■ **What the exercise asks**
According to the documentation excerpt on temporal edge ingestion below, when do edges inserted with bulk_create_edges become visible to MATCH/BFS?

::: Document segment

The same node pair can have both: a structural DEPENDS_ON edge (created once) and thousands of temporal CALLS_AT events (one per call). Both are immediately visible in MATCH (a)-[r]->(b) — no rebuild required.

Deleting an edge:

engine.delete_edge("service:auth", "DEPENDS_ON", "service:payment")
# removes from rdf_edges SQL and kills ^KG("out",0,...) immediately

Note — bulk ingest: bulk_create_edges is optimized for high-volume ingest (535M edges validated) and intentionally skips the per-edge ^KG write for performance. Edges inserted in bulk are visible to MATCH/BFS only after calling BuildKG() at the end of the ingest session. bulk_create_edges_temporal does write ^KG immediately. create_edge (single) always writes immediately.

Ingest

import time

# Single edge
engine.create_edge_temporal(
    source="service:auth",
    predicate="CALLS_AT",
    target="service:payment",
    timestamp=int(time.time()),
    weight=42.7,            # latency_ms, metric value, or 1.0
)

# Bulk ingest — 134K+ edges/sec (RE2-TT benchmark, 535M edges validated)
edges = [
    {"s": "service:auth",    "p": "CALLS_AT",       "o": "service:payment", "ts": 1712000000, "w": 42.7},
    {"s": "service:payment", "p": "CALLS_AT",       "o": "db:postgres",     "ts": 1712000001, "w": 8.1},
    {"s": "service:auth",    "p": "EMITS_METRIC_AT","o": "metric:cpu",      "ts": 1712000000, "w": 73.2},
]
engine.bulk_create_edges_temporal(edges)

Window Queries

now = int(time.time())

# All calls from auth in the last 5 minutes
edges = engine.get_edges_in_window(
    source="service:auth",
    predicate="CALLS_AT",
    start=now - 300,
    end=now,
)
# [{"s": "service:auth", "p": "CALLS_AT", "o": "service:payment", "ts": 1712000042, "w": 38.2}, ...]

# Edge velocity — call count in last N seconds (reads pre-aggregated bucket, O(1))
velocity = engine.get_edge_velocity("service:auth", window_seconds=300)
# 847

# Burst detection — which nodes exceeded threshold in last N seconds
bursts = engine.find_burst_nodes(predicate="CALLS_AT", window_seconds=60, threshold=500)
# [{"id": "service:auth", "velocity": 1243}, {"id": "service:checkout", "velocity": 731}]

Pre-aggregated Analytics (O(1) per bucket)

now = int(time.time())

# Average latency for auth→payment calls in the last 5 minutes
avg_latency = engine.get_temporal_aggregate(
    source="service:auth",
    predicate="CALLS_AT",
    metric="avg",           # "count" | "sum" | "avg" | "min" | "max"

::::::
::: Listed entries

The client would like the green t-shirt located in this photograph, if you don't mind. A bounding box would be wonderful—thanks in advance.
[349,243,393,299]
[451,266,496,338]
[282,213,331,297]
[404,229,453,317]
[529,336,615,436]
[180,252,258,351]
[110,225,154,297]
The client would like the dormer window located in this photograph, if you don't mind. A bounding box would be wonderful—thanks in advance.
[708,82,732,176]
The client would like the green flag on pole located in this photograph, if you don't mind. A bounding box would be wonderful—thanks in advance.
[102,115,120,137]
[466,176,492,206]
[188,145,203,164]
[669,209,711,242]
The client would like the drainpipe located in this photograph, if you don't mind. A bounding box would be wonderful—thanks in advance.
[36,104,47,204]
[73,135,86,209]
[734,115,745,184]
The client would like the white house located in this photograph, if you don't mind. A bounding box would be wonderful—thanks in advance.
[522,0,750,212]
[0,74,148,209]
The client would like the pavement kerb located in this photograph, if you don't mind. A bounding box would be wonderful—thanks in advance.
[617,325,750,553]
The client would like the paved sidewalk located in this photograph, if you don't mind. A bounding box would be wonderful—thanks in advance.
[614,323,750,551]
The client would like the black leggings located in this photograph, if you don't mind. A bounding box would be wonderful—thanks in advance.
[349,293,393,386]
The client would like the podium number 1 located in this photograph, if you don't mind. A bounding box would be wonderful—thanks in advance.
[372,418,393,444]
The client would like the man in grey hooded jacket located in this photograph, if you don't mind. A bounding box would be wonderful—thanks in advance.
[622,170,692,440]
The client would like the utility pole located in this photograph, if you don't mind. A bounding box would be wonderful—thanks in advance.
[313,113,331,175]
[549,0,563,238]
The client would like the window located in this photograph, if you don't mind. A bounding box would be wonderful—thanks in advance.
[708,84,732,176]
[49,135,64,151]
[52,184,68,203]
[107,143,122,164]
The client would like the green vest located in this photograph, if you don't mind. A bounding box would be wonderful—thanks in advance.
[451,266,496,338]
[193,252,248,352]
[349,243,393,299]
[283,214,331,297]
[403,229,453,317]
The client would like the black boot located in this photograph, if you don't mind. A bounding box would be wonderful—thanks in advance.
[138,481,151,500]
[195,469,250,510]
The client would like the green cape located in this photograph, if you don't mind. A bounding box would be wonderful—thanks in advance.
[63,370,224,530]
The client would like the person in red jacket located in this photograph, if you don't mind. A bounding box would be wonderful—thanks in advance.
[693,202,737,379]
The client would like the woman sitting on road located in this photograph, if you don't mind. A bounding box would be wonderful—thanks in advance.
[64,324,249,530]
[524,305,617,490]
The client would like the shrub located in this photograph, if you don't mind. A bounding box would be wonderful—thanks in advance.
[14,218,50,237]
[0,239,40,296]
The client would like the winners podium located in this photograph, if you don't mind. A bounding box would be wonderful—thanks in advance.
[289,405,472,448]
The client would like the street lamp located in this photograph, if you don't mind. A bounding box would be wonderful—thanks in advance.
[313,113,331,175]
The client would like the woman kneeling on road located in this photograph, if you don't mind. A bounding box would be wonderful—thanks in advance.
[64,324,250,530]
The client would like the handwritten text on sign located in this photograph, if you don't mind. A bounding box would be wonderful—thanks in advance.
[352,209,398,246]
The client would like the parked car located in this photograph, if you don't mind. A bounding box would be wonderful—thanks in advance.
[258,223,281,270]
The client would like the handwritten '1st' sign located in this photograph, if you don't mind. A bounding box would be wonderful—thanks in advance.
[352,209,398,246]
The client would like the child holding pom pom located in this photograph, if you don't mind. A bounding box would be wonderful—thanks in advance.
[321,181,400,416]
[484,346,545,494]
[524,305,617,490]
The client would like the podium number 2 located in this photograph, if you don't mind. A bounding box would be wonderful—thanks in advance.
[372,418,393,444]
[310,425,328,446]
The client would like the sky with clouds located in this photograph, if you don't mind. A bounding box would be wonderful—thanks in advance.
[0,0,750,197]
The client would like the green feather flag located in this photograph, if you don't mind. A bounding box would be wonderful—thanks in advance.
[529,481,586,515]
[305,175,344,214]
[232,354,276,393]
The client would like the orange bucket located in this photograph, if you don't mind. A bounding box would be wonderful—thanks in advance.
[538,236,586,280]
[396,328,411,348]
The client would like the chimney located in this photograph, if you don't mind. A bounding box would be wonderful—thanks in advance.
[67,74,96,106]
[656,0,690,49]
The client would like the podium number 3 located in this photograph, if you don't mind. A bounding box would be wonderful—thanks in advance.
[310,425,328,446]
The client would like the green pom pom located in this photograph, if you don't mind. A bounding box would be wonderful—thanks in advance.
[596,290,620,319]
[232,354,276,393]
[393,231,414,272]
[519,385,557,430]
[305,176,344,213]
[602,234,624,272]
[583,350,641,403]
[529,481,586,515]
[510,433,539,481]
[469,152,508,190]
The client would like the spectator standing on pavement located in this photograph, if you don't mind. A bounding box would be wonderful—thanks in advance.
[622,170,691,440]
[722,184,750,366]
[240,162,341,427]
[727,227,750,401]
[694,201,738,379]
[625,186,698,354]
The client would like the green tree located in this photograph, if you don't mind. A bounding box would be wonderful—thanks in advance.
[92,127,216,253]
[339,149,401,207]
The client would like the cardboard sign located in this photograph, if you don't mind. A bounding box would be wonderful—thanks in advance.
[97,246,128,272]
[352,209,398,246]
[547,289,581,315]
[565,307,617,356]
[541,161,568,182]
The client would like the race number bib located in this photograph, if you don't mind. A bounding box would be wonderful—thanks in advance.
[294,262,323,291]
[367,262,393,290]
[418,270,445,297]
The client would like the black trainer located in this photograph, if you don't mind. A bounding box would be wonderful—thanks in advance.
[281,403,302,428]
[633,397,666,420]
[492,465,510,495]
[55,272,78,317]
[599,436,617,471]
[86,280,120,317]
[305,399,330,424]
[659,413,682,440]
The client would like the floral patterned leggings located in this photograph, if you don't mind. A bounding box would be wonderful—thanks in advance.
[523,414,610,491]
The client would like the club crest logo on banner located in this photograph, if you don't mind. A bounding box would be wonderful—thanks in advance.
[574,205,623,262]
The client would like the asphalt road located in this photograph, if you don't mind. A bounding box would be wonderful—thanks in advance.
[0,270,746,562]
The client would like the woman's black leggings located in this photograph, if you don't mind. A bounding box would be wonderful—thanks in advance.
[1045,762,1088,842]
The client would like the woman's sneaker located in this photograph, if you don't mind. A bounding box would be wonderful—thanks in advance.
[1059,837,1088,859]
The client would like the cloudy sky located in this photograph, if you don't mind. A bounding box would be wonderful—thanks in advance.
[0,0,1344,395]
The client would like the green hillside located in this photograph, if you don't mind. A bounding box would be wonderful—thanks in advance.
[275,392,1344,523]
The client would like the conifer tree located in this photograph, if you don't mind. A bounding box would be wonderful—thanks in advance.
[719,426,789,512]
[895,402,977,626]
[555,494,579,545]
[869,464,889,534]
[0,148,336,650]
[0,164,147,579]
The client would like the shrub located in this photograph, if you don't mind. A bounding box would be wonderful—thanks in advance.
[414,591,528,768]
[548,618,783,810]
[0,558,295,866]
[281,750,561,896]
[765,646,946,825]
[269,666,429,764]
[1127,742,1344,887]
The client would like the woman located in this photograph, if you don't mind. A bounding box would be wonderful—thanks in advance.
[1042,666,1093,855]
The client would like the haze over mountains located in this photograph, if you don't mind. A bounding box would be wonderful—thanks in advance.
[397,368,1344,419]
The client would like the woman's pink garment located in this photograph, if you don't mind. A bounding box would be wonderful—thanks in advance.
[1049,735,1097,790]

::::::

■ **Solution for this task**
Only after BuildKG() is called at the end of the ingest session.